__TEKSTFRAGMENT__:
[appellant], wonende te [woonplaats], appellant,
de Raad van bestuur van het Uitvoeringsinstituut werknemersverzekeringen, gedaagde.
I. ONTSTAAN EN LOOP VAN HET GEDING
Namens appellant is door mr. C.J. Driessen, advocaat te Beers, op in het beroepschrift (met bijlagen) vermelde gronden hoger beroep ingesteld tegen een door de rechtbank ’s-Hertogenbosch op 28 juli 2003 tussen partijen gegeven uitspraak (reg. nr. AWB 02/432 ZW), waarnaar hierbij wordt verwezen.
Gedaagde heeft een verweerschrift ingediend.
Desgevraagd heeft gedaagde bij brief (met bijlagen) van 21 april 2005 nadere stukken toegezonden.
Bij brief (met bijlagen) van 3 juni 2005 heeft de gemachtigde van appellant nadere stukken toegezonden.
Het geding is behandeld ter zitting van de Raad op 15 juni 2005, waar appellant in persoon is verschenen, bijgestaan door mr. Driessen, voornoemd, en waar gedaagde zich heeft laten vertegenwoordigen door mr. I.P.H.M. van Lieshout, werkzaam bij het Uwv.
Appellant was laatstelijk werkzaam bij [naam werkgever] (hierna: [naam werkgever]) in de functie van schoenmaker voor
40 uur per week op basis van een arbeidsovereenkomst voor onbepaalde tijd. Daarnaast was hij sinds 23 februari 2001 voor 4 uur per week in dienst bij [werkgever 2] (hierna: [werkgever 2]) als schoonmaker. Op 25 april 2001 meldde hij zich ziek bij [naam werkgever].
Bij brief van 1 mei 2001 verzocht [naam werkgever] appellant de arbeidsovereenkomst met [werkgever 2] met onmiddellijke ingang te beëindigen. Als reden hiervoor was vermeld dat appellant aan [naam werkgever] geen toestemming had gevraagd om nevenwerkzaamheden te mogen verrichten. Voorts was hierbij vermeld dat, indien appellant aan dit verzoek niet vóór
4 mei 2001 om 13:00 uur zou voldoen, een ontslag op staande voet zou volgen. Bij brief van 10 mei 2001 heeft [naam werkgever] appellant meegedeeld dat hij met ingang van 4 mei 2001 op staande voet is ontslagen, omdat hij aan voormeld verzoek geen gevolg heeft gegeven.

__OPDRACHT__: Vat het tekstfragment hierboven in twee zinnen samen.

__VERSTREKTE GEGEVENS__:
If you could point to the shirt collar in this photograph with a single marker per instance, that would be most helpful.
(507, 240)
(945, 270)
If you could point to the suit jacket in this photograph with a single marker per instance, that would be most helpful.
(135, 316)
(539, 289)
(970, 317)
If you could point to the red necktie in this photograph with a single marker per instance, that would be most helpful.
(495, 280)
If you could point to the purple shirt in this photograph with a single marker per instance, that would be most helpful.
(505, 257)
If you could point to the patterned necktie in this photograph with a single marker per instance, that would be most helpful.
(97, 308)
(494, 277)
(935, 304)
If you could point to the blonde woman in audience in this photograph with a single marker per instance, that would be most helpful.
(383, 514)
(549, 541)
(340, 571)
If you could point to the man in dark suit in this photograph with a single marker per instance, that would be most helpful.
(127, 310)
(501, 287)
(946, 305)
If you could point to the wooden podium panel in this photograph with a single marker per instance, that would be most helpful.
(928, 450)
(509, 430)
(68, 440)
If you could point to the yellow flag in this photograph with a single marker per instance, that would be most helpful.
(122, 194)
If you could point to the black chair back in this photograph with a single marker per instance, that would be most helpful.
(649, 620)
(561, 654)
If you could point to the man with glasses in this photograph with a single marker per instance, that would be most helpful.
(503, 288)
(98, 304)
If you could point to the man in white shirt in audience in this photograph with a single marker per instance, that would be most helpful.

__VERWACHT ANTWOORD__: Namens appellant is hoger beroep ingesteld tegen een uitspraak van de rechtbank ’s-Hertogenbosch van 28 juli 2003, en het geding is op 15 juni 2005 ter zitting van de Raad behandeld. Appellant werkte 40 uur per week als schoenmaker en daarnaast 4 uur per week als schoonmaker bij een tweede werkgever, en nadat hij zich op 25 april 2001 ziek had gemeld, werd hij met ingang van 4 mei 2001 op staande voet ontslagen omdat hij geen gevolg had gegeven aan het verzoek om die tweede arbeidsovereenkomst te beëindigen.